> Yapılacak iş
Aşağıdaki kayıtların hepsini boş satırları atlayarak numaralı bir liste olarak yazın.

> Alıştırma girdisi
::::::

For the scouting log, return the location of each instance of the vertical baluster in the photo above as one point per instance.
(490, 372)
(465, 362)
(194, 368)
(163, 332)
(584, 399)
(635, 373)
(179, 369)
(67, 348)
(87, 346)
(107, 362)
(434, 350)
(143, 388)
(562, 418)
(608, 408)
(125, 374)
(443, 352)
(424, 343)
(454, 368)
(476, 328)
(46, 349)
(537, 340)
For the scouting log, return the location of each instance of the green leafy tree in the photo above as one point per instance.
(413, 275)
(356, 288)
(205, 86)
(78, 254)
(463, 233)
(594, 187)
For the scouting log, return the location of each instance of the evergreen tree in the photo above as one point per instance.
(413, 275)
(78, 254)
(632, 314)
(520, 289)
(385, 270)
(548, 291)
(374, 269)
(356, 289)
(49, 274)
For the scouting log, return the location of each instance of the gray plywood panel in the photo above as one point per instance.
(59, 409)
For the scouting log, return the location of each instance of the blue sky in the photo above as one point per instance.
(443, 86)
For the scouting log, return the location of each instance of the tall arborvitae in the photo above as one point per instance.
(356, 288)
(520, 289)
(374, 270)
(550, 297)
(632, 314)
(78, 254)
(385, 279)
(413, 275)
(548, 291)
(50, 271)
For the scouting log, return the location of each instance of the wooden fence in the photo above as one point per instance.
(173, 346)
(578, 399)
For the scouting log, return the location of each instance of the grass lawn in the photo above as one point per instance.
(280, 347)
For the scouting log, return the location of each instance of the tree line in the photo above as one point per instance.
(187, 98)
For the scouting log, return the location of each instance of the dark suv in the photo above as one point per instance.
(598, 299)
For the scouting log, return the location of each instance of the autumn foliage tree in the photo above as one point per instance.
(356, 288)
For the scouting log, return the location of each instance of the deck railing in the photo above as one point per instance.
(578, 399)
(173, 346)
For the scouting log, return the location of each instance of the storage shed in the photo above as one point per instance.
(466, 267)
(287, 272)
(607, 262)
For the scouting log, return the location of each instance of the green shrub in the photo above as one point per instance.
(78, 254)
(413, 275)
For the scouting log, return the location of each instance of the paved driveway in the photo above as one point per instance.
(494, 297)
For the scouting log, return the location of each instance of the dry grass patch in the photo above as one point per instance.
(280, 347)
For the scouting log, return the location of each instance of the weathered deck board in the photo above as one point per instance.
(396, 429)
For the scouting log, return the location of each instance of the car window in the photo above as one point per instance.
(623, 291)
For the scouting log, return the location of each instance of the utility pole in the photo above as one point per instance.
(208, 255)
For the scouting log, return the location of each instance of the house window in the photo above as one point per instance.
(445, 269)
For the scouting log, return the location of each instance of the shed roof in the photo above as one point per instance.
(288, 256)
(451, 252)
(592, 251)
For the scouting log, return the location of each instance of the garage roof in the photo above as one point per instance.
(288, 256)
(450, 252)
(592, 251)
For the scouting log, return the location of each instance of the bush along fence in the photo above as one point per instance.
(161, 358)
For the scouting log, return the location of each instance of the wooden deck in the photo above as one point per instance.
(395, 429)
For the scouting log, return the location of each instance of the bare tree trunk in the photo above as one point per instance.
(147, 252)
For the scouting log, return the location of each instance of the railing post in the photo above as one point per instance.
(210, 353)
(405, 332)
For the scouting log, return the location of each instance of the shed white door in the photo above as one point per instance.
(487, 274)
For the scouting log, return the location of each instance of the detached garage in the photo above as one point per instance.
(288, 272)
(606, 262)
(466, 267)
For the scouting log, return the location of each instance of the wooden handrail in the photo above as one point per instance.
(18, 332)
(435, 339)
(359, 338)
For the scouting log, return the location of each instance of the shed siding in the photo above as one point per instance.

::::::

> Cevap
1. For the scouting log, return the location of each instance of the vertical baluster in the photo above as one point per instance.
2. (490, 372)
3. (465, 362)
4. (194, 368)
5. (163, 332)
6. (584, 399)
7. (635, 373)
8. (179, 369)
9. (67, 348)
10. (87, 346)
11. (107, 362)
12. (434, 350)
13. (143, 388)
14. (562, 418)
15. (608, 408)
16. (125, 374)
17. (443, 352)
18. (424, 343)
19. (454, 368)
20. (476, 328)
21. (46, 349)
22. (537, 340)
23. For the scouting log, return the location of each instance of the green leafy tree in the photo above as one point per instance.
24. (413, 275)
25. (356, 288)
26. (205, 86)
27. (78, 254)
28. (463, 233)
29. (594, 187)
30. For the scouting log, return the location of each instance of the evergreen tree in the photo above as one point per instance.
31. (413, 275)
32. (78, 254)
33. (632, 314)
34. (520, 289)
35. (385, 270)
36. (548, 291)
37. (374, 269)
38. (356, 289)
39. (49, 274)
40. For the scouting log, return the location of each instance of the gray plywood panel in the photo above as one point per instance.
41. (59, 409)
42. For the scouting log, return the location of each instance of the blue sky in the photo above as one point per instance.
43. (443, 86)
44. For the scouting log, return the location of each instance of the tall arborvitae in the photo above as one point per instance.
45. (356, 288)
46. (520, 289)
47. (374, 270)
48. (550, 297)
49. (632, 314)
50. (78, 254)
51. (385, 279)
52. (413, 275)
53. (548, 291)
54. (50, 271)
55. For the scouting log, return the location of each instance of the wooden fence in the photo above as one point per instance.
56. (173, 346)
57. (578, 399)
58. For the scouting log, return the location of each instance of the grass lawn in the photo above as one point per instance.
59. (280, 347)
60. For the scouting log, return the location of each instance of the tree line in the photo above as one point per instance.
61. (187, 98)
62. For the scouting log, return the location of each instance of the dark suv in the photo above as one point per instance.
63. (598, 299)
64. For the scouting log, return the location of each instance of the autumn foliage tree in the photo above as one point per instance.
65. (356, 288)
66. For the scouting log, return the location of each instance of the deck railing in the photo above as one point per instance.
67. (578, 399)
68. (173, 346)
69. For the scouting log, return the location of each instance of the storage shed in the photo above as one point per instance.
70. (466, 267)
71. (287, 272)
72. (607, 262)
73. For the scouting log, return the location of each instance of the green shrub in the photo above as one point per instance.
74. (78, 254)
75. (413, 275)
76. For the scouting log, return the location of each instance of the paved driveway in the photo above as one point per instance.
77. (494, 297)
78. For the scouting log, return the location of each instance of the dry grass patch in the photo above as one point per instance.
79. (280, 347)
80. For the scouting log, return the location of each instance of the weathered deck board in the photo above as one point per instance.
81. (396, 429)
82. For the scouting log, return the location of each instance of the car window in the photo above as one point per instance.
83. (623, 291)
84. For the scouting log, return the location of each instance of the utility pole in the photo above as one point per instance.
85. (208, 255)
86. For the scouting log, return the location of each instance of the house window in the photo above as one point per instance.
87. (445, 269)
88. For the scouting log, return the location of each instance of the shed roof in the photo above as one point per instance.
89. (288, 256)
90. (451, 252)
91. (592, 251)
92. For the scouting log, return the location of each instance of the garage roof in the photo above as one point per instance.
93. (288, 256)
94. (450, 252)
95. (592, 251)
96. For the scouting log, return the location of each instance of the bush along fence in the photo above as one point per instance.
97. (161, 358)
98. For the scouting log, return the location of each instance of the wooden deck in the photo above as one point per instance.
99. (395, 429)
100. For the scouting log, return the location of each instance of the bare tree trunk in the photo above as one point per instance.
101. (147, 252)
102. For the scouting log, return the location of each instance of the railing post in the photo above as one point per instance.
103. (210, 353)
104. (405, 332)
105. For the scouting log, return the location of each instance of the shed white door in the photo above as one point per instance.
106. (487, 274)
107. For the scouting log, return the location of each instance of the detached garage in the photo above as one point per instance.
108. (288, 272)
109. (606, 262)
110. (466, 267)
111. For the scouting log, return the location of each instance of the wooden handrail in the photo above as one point per instance.
112. (18, 332)
113. (435, 339)
114. (359, 338)
115. For the scouting log, return the location of each instance of the shed siding in the photo above as one point per instance.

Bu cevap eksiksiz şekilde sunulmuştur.